**Tarefa solicitada 1:** Liste todas as pessoas mencionadas pelo nome no texto sobre cotas raciais.
**Tarefa solicitada 2:** Dê continuidade ao texto sobre cotas raciais a partir da última frase apresentada.

**Trecho da página:**
○ ○ ○
O debate sobre as vagas nas universidades públicas abriga apenas um patamar da questão racial. O que a sociedade brasileira deve se perguntar é como sanar essa doença instalada na coluna vertebral do País. O Brasil, o último país a abolir a escravidão no mundo e o segundo maior em população negra (depois da Nigéria), começa a colocar em prática suas políticas de inclusão, e a sociedade discute essa implementação. Em novembro de 2001, o STF defendeu a legalidade dessas políticas, afirmando que o Estado promove as ações para garantir a igualdade socioeconômica. “Nas últimas três gerações, apesar do desenvolvimento econômico do País, não conseguimos aproximar as linhas paralelas entre brancos e negros na educação e no mercado de trabalho. Todas as estatísticas do IBGE e do Ipea mostram que, principalmente no campo educacional, não foi possível alterar o padrão de desigualdade. E por isso a necessidade de uma política pública para a educação, de cotas. Mas ela é uma das iniciativas para este país dividido. A ação afirmativa não deve ser apenas do governo federal, mas de toda a sociedade”, afirma Sueli Carneiro, diretora da Organização Não-Governamental Geledés – Instituto da Mulher Negra.

No entanto, existem vários argumentos contrários à aplicação das ações no Brasil. Entre eles, o de que elas provocariam um racismo ao contrário. “No fundo as cotas reintroduzem, pela porta dos fundos, a crença racista segundo a qual existe alguma relação entre a capacidade intelectual e a cor da pele”, afirmou o doutor em geografia Demétrio Magnoli, em artigo na Folha de S. Paulo. “(Nos EUA) as cotas para negros nas universidades convivem harmoniosamente com as ‘cotas’ que os tribunais reservam para os negros pobres nas prisões e no corredor da morte”, continua Magnoli. O professor
Hélio Santos responde a isso dizendo que, “no Brasil, os negros só
estão presentes nas cotas das prisões”. Para Santos, “as políticas universalistas (de inclusão social de pobres, tanto negros como
não-negros) não funcionam num país de exclusão e racista”. Ele
diz que um sistema público de qualidade ajudaria muito a promover
uma sociedade igualitária, mas não o suficiente para integrar os
setores discriminados como os negros. “Qual é a matriz do caos
social brasileiro?”, pergunta Santos.
○ ○ ○
**Registros extraídos:**
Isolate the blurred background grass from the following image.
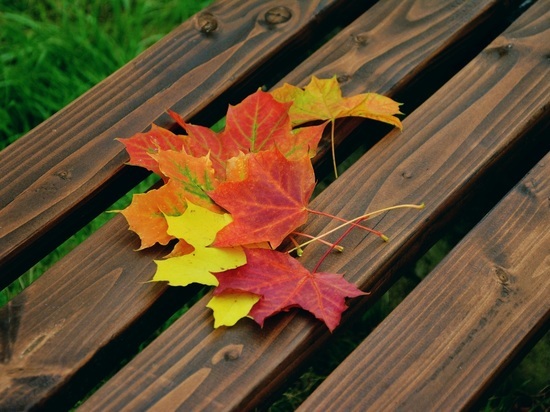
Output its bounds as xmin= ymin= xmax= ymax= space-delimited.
xmin=0 ymin=0 xmax=550 ymax=411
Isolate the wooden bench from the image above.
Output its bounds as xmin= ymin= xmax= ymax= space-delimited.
xmin=0 ymin=0 xmax=550 ymax=411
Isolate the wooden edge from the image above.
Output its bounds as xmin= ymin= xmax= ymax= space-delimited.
xmin=75 ymin=2 xmax=550 ymax=411
xmin=299 ymin=154 xmax=550 ymax=411
xmin=0 ymin=0 xmax=368 ymax=287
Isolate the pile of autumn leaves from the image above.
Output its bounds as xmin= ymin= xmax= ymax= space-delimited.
xmin=120 ymin=77 xmax=401 ymax=330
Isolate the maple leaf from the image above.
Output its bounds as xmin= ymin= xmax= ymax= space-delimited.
xmin=152 ymin=202 xmax=246 ymax=286
xmin=168 ymin=110 xmax=229 ymax=180
xmin=154 ymin=150 xmax=220 ymax=212
xmin=209 ymin=149 xmax=315 ymax=248
xmin=271 ymin=76 xmax=402 ymax=129
xmin=222 ymin=90 xmax=292 ymax=156
xmin=169 ymin=90 xmax=323 ymax=167
xmin=206 ymin=292 xmax=260 ymax=328
xmin=118 ymin=181 xmax=187 ymax=250
xmin=214 ymin=249 xmax=365 ymax=331
xmin=117 ymin=124 xmax=185 ymax=180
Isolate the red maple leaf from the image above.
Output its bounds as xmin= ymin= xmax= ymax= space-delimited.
xmin=117 ymin=124 xmax=185 ymax=181
xmin=214 ymin=249 xmax=365 ymax=331
xmin=208 ymin=149 xmax=315 ymax=248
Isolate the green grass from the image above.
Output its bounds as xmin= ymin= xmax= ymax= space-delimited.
xmin=0 ymin=0 xmax=212 ymax=149
xmin=0 ymin=0 xmax=550 ymax=411
xmin=0 ymin=0 xmax=212 ymax=296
○ ○ ○
**Resposta do exercício 1:**
- Sueli Carneiro
- Demétrio Magnoli
- Hélio Santos

**Resposta do exercício 2:**
“Amigos da Corte” – Apesar de tudo, as coisas começam a se mover no Brasil. Um grupo de Amigos da Corte no País começa a ser formado para apoiar a ação afirmativa no sistema educacional. Setores da sociedade civil e do empresariado também discutem alternativas para a inclusão no mercado de trabalho. Segundo Hélio Santos, a Federação das Indústrias do Estado de São Paulo (Fiesp) requisitou ao Centro de Estudos das Relações de Trabalho e Desigualdade uma lista de negros capacitados, mas desempregados, que estariam prontos para serem inseridos no mercado de trabalho. Nos EUA, são inúmeros os exemplos de transformações da sociedade. “Metas de contratação de trabalhadores qualificados negros foram estabelecidas para cada fábrica da Kaiser, em percentual equivalente ao da porcentagem de negros da respectiva força de trabalho local. Para que as fábricas pudessem atingir essas metas (de contratação) estabeleceram-se programas de treinamento no local de trabalho para trabalhadores não qualificados no setor de produção – negros e brancos”, trecho do livro Ação afirmativa & princípio constitucional da igualdade, de Joaquim B. Barbosa Gomes, o primeiro negro brasileiro empossado no Supremo Tribunal Federal (STF).

A realização de políticas de inclusão deve ser decidida exclusivamente pelos brasileiros, mas elas não são novidade no País. Em 1818, os dois mil suíços que chegaram para fundar Nova Friburgo receberam alguns benefícios da monarquia. “Agora queremos que isso aconteça com os negros. Estamos atrasados em um século”, disse Santos. O caminho é longo e a sociedade é que determinará seu destino.